--- Begin ---

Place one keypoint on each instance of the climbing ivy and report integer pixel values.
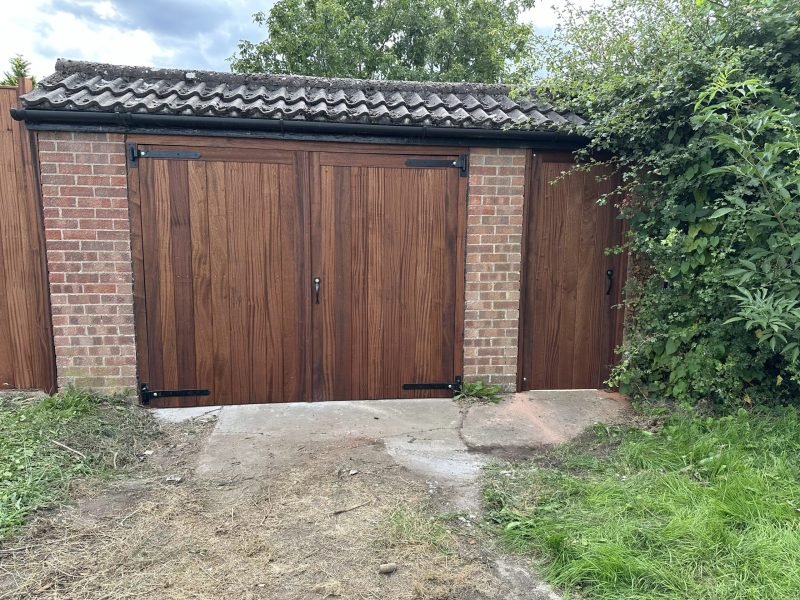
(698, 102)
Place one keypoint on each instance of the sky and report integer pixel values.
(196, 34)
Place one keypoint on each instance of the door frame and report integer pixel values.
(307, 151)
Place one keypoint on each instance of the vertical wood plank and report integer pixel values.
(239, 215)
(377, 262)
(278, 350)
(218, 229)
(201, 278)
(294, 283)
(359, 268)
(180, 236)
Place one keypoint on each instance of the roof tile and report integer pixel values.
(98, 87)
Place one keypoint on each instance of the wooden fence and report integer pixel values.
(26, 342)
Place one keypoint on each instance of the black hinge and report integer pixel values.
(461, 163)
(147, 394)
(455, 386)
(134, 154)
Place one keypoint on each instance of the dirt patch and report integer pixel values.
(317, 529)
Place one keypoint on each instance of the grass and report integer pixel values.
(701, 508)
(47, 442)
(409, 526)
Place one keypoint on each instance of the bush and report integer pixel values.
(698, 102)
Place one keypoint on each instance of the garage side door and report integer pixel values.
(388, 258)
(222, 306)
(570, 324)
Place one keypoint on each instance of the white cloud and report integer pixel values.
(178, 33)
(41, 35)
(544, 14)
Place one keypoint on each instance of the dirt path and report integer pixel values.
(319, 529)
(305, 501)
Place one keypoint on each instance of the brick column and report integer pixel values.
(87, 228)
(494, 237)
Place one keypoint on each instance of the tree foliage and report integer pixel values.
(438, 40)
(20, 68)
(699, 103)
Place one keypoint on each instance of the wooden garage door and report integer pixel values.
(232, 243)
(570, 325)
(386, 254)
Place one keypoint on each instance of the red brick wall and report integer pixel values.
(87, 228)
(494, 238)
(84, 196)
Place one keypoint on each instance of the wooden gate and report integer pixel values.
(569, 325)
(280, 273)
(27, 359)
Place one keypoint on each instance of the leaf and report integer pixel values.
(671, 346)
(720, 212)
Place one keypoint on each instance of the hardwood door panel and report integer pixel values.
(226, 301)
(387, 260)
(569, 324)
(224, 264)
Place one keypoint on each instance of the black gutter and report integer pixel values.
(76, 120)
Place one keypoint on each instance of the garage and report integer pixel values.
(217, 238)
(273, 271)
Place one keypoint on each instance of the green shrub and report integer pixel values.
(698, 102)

--- End ---

PROBLEM STATEMENT: Convert all the records above into a numbered list with one line per item, skipping any blank lines and leaving out the pictures.

RESPONSE TO THE EXERCISE:
1. Place one keypoint on each instance of the climbing ivy and report integer pixel values.
2. (698, 102)
3. Place one keypoint on each instance of the sky and report integer pixel values.
4. (196, 34)
5. Place one keypoint on each instance of the door frame and report integer pixel values.
6. (307, 151)
7. Place one keypoint on each instance of the vertical wood plank and report integer pixel values.
8. (239, 215)
9. (377, 262)
10. (278, 350)
11. (218, 229)
12. (201, 278)
13. (294, 283)
14. (359, 268)
15. (180, 236)
16. Place one keypoint on each instance of the roof tile and report integer pixel values.
17. (98, 87)
18. Place one keypoint on each instance of the wooden fence and report integer pixel values.
19. (26, 342)
20. Place one keypoint on each instance of the black hinge and report integer pixel values.
21. (461, 163)
22. (147, 394)
23. (455, 386)
24. (134, 154)
25. Place one keypoint on each instance of the dirt patch and report integer pixel values.
26. (317, 529)
27. Place one keypoint on each instance of the grass and report integer pixel values.
28. (701, 508)
29. (47, 442)
30. (409, 526)
31. Place one keypoint on each instance of the bush and report integer pixel values.
32. (698, 102)
33. Place one keypoint on each instance of the garage side door and report integer pixel values.
34. (388, 258)
35. (222, 306)
36. (570, 324)
37. Place one keypoint on each instance of the white cloud and report integer pixel values.
38. (178, 33)
39. (41, 35)
40. (544, 14)
41. Place one keypoint on each instance of the dirt path and report integer pixel values.
42. (319, 529)
43. (305, 501)
44. Place one keypoint on each instance of the brick column and report integer pixel values.
45. (87, 228)
46. (494, 237)
47. Place one keypoint on each instance of the tree foliage and report integer pixel values.
48. (438, 40)
49. (20, 68)
50. (699, 103)
51. Place one keypoint on each instance of the wooden garage door and report integer pixel values.
52. (232, 243)
53. (570, 325)
54. (386, 254)
55. Place one keypoint on each instance of the red brick wall and report integer pixel values.
56. (87, 228)
57. (494, 238)
58. (84, 196)
59. Place one keypoint on each instance of the wooden gate and report integer pixel values.
60. (569, 325)
61. (280, 273)
62. (27, 359)
63. Place one keypoint on each instance of the leaf and report integer pixel values.
64. (671, 346)
65. (720, 212)
66. Place one keypoint on each instance of the hardwood door panel and report integer pixel values.
67. (226, 301)
68. (387, 260)
69. (569, 324)
70. (224, 264)
71. Place one keypoint on each instance of the black gutter and report integer pixel values.
72. (76, 120)
73. Place one keypoint on each instance of the garage and report integer pixel values.
74. (217, 238)
75. (273, 271)
76. Place one keypoint on each instance of the green shrub and report integer pixel values.
77. (698, 102)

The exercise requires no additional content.